Saved entries
|---|
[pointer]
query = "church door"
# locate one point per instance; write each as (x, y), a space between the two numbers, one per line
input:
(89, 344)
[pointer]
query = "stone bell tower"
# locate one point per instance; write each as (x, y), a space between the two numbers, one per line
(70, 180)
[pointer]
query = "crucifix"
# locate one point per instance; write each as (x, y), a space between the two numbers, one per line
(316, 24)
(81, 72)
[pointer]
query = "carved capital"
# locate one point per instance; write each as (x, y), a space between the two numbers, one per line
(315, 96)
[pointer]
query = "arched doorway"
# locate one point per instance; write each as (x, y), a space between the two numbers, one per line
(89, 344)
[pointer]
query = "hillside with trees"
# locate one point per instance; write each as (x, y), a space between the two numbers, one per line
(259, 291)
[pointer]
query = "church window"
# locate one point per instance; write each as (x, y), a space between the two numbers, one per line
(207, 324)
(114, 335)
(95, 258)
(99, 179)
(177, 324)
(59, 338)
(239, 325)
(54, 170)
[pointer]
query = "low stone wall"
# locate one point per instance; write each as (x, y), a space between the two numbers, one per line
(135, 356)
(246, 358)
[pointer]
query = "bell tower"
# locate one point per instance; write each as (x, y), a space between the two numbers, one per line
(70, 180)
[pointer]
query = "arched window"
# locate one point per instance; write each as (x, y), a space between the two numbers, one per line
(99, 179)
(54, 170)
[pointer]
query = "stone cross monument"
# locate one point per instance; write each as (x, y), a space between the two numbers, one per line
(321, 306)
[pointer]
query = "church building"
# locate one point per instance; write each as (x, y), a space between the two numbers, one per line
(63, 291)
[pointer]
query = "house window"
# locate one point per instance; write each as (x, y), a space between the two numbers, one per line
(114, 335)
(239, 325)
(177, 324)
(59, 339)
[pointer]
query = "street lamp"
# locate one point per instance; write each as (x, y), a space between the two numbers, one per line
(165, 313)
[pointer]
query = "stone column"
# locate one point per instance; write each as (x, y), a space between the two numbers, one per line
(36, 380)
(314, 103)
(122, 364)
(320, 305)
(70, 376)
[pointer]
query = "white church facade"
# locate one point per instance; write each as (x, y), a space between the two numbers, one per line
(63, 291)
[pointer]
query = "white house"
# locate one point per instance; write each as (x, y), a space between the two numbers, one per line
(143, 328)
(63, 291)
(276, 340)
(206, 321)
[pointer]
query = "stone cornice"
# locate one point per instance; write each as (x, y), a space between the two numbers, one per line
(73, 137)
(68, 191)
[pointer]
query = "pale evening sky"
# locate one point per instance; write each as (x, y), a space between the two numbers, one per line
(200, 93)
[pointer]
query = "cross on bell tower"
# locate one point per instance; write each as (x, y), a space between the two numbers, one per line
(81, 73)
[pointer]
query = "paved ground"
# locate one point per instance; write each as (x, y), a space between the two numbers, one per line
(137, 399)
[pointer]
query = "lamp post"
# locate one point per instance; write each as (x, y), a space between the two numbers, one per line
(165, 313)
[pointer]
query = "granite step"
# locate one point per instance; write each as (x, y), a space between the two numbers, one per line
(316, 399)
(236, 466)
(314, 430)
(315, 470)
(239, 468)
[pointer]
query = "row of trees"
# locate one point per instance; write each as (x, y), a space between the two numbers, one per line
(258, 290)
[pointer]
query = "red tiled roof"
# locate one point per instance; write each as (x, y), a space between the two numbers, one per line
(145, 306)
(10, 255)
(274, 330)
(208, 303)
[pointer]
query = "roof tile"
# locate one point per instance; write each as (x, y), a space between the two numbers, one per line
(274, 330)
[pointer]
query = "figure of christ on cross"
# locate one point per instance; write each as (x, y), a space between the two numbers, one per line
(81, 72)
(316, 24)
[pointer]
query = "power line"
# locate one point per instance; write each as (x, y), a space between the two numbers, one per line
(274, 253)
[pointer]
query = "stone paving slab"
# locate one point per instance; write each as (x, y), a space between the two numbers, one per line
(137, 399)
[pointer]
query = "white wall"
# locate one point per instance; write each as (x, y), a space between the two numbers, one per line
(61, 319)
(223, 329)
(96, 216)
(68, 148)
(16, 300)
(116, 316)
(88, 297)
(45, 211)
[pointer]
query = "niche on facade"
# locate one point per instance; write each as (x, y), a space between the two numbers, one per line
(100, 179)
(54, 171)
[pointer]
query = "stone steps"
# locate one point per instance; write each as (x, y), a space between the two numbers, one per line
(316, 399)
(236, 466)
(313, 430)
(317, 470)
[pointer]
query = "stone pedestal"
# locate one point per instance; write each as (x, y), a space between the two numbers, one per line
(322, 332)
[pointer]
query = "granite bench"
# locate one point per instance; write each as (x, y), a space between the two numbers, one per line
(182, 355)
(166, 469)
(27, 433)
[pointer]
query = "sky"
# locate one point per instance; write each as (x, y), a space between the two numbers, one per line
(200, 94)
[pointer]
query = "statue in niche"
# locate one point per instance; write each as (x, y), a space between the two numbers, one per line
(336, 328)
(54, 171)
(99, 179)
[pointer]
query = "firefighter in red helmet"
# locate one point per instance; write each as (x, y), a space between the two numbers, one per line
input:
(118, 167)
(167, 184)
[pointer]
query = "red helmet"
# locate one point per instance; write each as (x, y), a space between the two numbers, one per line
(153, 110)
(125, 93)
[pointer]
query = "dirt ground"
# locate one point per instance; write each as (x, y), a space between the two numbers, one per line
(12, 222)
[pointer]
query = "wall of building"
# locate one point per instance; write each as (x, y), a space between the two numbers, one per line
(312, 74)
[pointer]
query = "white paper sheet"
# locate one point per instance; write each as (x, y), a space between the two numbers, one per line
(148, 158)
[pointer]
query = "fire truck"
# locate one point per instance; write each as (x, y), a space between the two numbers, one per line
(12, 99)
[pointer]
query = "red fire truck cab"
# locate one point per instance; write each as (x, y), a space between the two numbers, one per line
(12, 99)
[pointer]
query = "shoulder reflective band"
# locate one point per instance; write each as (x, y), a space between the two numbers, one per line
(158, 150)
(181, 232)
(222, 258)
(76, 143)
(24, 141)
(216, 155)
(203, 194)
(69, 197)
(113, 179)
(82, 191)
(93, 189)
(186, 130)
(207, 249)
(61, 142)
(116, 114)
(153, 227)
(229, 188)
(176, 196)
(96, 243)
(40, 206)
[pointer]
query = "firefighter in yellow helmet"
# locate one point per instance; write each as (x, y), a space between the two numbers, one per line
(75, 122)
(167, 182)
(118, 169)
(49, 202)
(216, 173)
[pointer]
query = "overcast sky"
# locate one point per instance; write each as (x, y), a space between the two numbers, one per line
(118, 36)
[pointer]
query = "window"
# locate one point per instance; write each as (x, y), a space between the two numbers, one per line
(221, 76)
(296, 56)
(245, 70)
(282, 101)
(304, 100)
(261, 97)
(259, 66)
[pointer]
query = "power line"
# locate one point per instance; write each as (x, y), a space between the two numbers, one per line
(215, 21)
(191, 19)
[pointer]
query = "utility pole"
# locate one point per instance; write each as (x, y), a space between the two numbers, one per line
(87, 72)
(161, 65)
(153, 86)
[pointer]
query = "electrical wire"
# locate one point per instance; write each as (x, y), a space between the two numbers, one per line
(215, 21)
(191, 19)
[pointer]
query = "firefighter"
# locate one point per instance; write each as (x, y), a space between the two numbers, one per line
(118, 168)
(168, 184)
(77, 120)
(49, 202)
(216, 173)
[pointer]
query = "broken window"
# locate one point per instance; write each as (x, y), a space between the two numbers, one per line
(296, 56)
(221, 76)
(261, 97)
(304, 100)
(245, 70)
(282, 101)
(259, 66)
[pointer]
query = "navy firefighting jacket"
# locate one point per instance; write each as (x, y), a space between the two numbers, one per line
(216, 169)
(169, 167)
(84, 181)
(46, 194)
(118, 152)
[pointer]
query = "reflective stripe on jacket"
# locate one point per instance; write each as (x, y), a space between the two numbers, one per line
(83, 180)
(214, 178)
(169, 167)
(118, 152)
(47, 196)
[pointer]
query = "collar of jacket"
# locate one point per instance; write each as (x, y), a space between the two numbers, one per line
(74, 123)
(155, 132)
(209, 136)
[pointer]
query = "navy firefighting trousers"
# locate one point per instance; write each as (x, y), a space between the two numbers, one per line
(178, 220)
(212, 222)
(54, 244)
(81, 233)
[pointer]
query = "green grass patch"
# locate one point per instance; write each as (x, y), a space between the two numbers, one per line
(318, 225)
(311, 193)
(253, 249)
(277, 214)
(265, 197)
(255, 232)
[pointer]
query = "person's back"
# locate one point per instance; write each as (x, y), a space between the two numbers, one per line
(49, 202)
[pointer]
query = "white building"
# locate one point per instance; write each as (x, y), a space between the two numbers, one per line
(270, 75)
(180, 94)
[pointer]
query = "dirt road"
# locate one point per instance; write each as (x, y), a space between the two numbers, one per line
|---|
Problem to work on:
Nothing but a number belongs in the answer: the number of lines above that contain "granite".

Exercise result:
2